§ **TRAVAIL DEMANDÉ**
A. Selon l'article sur le témoignage de Sonia, depuis quelle année Sonia connaît-elle Hasna ?
B. Poursuivez le témoignage de Sonia sur sa rencontre avec Abaaoud à partir de la dernière phrase qu'il contient.

§ **ARTICLE**
——
DOCUMENT RMC – Le témoignage de Sonia, celle qui a dénoncé Abaaoud

- - AFP
PARTIE 1 - SA RENCONTRE AVEC ABAAOUD
Sonia est une connaissance d'Hasna depuis 2011. Le dimanche 15 novembre, deux jours après les attentats, elles sont ensemble quand Hasna reçoit un coup de téléphone d’un numéro belge. "Ça lui dit qu’elle va avoir une sacrée surprise, qu’elle va être la plus heureuse du monde, raconte-t-elle sur RMC. Il faut qu’elle aille rendre service et que c’est son cousin qui a dit de la contacter. Elle me dit que c’est son cousin de 16 ans. Je lui réponds: '16 ans c’est petit, il fait froid dehors, on va aller le chercher'. Et on y va..."
Direction 2 rue des Bergeries à Aubervilliers, une zone industrielle, en contrebas de l’autoroute. Au téléphone, le correspondant au numéro belge ne les lâche pas. Une fois la voiture garée, il les guide, pas à pas, jusqu’à Abdelhamid Abaaoud, que Sonia ne reconnaît pas tout de suite. Il sort d’un buisson traverse la route et s’approche d’elles.
"Pour moi, c’était un Roumain. Il avait un bob sur la tête, baskets orange, le Bombers… Il avait des cheveux légèrement ondulés qui arrivaient au niveau des oreilles. C'était le Roumain qui te demande de laver ta vitre ou qui fait la manche", confie-t-elle. Et d'ajouter: "Hasna le regarde, elle lui saute dans les bras, l'embrasse… Et lui, il rigole il est heureux. Et il lui dit: 'Je t’ai appelé parce qu’il faut que tu nous trouves un hébergement pour 2-3 jours, et que t’ailles nous acheter des costumes et des chaussures'."
"Les terrasses dans le Xème, c'est moi"
Sonia découvre alors qui est en face de lui: Abdelhamid Abaaoud, l'un des auteurs des attentats les plus meurtriers de France. S'engage alors une conversation.
Sonia: - "Monsieur, vous avez participé au 13 novembre, à ce qui s’est passé?"
Abaaoud: - "Les terrasses dans le Xème, c'est moi et ce n'est pas terminé"
Stupéfaite, Sonia cherche alors à comprendre ce qu'il a dans la tête: - "Mais vous avez tué des gens, des innocents !"
Abaaoud: - 'Non, ils ne sont pas innocents, il faut regarder ce qu’il se passe chez nous en Syrie".
——
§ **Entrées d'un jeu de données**
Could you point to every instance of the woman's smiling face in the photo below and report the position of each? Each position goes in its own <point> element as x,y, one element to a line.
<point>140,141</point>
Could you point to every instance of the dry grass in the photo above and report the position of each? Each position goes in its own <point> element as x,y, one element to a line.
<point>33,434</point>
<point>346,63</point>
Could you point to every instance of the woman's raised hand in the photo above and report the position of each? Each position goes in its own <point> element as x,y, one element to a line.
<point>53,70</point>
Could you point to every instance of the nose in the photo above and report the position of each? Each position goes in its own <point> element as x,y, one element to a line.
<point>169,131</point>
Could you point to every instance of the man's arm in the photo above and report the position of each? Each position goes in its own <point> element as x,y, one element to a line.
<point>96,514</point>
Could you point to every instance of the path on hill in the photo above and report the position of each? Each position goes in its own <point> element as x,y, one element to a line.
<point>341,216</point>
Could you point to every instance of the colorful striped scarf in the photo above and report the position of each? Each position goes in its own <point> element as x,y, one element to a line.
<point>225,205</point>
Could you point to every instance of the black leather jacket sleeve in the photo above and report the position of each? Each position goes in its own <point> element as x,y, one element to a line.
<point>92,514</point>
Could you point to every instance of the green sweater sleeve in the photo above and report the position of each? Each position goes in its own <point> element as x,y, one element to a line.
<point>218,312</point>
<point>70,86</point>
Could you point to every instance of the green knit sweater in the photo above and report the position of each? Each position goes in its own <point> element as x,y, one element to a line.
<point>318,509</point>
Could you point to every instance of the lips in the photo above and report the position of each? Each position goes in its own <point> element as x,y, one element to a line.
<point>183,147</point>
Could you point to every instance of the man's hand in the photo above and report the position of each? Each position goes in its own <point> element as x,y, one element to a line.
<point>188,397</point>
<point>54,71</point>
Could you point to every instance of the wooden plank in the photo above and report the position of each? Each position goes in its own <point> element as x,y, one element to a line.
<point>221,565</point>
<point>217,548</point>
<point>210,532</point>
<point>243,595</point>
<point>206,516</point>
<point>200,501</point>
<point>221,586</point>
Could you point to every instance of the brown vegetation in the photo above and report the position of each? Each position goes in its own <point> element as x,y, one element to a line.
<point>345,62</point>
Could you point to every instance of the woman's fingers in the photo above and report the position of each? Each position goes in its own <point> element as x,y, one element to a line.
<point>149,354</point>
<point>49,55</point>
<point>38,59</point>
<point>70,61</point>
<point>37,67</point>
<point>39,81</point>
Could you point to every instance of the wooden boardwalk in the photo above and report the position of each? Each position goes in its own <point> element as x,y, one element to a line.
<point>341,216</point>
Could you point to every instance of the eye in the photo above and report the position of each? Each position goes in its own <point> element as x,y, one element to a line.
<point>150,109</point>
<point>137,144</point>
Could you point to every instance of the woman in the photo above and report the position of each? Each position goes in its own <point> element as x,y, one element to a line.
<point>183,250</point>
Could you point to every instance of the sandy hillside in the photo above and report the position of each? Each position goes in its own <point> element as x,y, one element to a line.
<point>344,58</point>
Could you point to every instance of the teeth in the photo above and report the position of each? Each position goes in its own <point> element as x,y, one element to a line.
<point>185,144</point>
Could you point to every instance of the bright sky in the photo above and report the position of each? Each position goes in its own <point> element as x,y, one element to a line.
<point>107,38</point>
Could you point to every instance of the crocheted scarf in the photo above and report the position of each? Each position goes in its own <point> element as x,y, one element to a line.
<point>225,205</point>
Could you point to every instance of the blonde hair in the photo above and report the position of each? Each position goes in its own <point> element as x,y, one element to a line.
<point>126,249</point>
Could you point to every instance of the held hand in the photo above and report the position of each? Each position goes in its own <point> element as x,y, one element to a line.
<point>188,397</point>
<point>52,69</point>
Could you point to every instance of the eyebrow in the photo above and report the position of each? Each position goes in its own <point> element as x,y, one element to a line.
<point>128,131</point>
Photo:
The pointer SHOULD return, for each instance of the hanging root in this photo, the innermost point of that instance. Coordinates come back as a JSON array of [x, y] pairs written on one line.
——
§ **RÉPONSES AUX CONSIGNES**
A. Depuis 2011.

B.
Sonia: - "Vous vous dites musulmans mais vous avez tué des musulmans"
Abaaoud: - "Ce sont des dommages collatéraux."
Est-il est agressif quand il dit ça? "Il est fier de lui, assure Sonia. C’est ça le pire… Il est rassuré, on dirait qu’il n’a peur de personne, que c’est un surhomme. Il raconte ça comme s’il racontait qu’il est parti faire les courses et qu’il avait trouvé un baril de lessive en promotion. Il est content, voilà." Alors que Sonia pensait qu'Abdelhamid Abaaoud était en Syrie, comme Hasna lui avait dit, elle interroge, avec sang-froid, le terroriste sur son parcours.
Sonia: - "Vous êtes rentrés comment? Avec les réfugiés syriens ?"
Abaaoud: - "La France c’est zéro… On est rentrés sans documents officiels. On est venus à plusieurs. Il y a des Syriens, des Irakiens, des Français, des Allemands, des Anglais. On est rentrés à 90, on est un peu partout en Ile-de-France."
"Là pour faire en sorte qu'il n'y ait plus de ratés"
Sonia découvre aussi les raisons pour lesquelles il a appelé sa cousine. Ce n’est pas fini. Il a d’autres projets terroristes. "Je lui dis pourquoi voulez-vous qu’Hasna vous aide ? Vous n’avez qu’à aller dans un hôtel et puis repartir chez vous. Il me dit que non, ils ont laissé beaucoup de traces, qu’ils vont l’identifier très rapidement. Et qu’il n’a pas terminé". Mais Sonia ne se démonte pas: "Je lui dis: 'Mais le Stade de France, vous avez tout raté' Sa phrase exacte qu’il me répond alors c’est: 'Il y a eu des ratés, je suis là pour faire en sorte qu’il n’y ait plus de ratés'".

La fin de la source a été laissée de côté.